Task input:
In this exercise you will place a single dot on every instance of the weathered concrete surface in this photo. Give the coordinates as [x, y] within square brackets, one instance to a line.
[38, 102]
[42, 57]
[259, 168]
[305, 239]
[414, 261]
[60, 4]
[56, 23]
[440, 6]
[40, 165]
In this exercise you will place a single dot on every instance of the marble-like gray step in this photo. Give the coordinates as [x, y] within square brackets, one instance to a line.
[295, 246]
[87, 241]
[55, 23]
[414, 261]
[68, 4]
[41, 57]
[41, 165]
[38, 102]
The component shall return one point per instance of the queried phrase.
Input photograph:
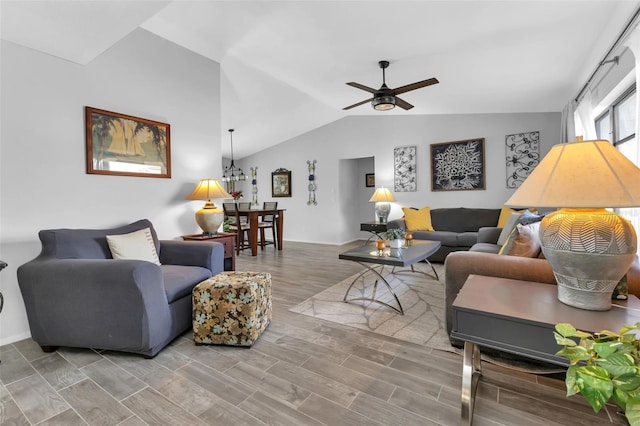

Work request: Could you retype all the entries above exactly, without the pictures?

Task result:
In this exercise you will place a single dot on every instance of the weathered concrete surface in this photo. Give the coordinates as [x, y] within square brackets, one instance to a line.
[38, 102]
[42, 57]
[259, 168]
[305, 239]
[414, 261]
[60, 4]
[56, 23]
[440, 6]
[40, 165]
In this exercise you will place a single dot on every instance of the marble-like gray step in this photo. Give the coordinates as [x, y] within square brackets, one instance to a line.
[295, 246]
[87, 241]
[55, 23]
[414, 261]
[68, 4]
[41, 57]
[41, 165]
[38, 102]
The component shall return one point per instance of the queried phrase.
Input photograph:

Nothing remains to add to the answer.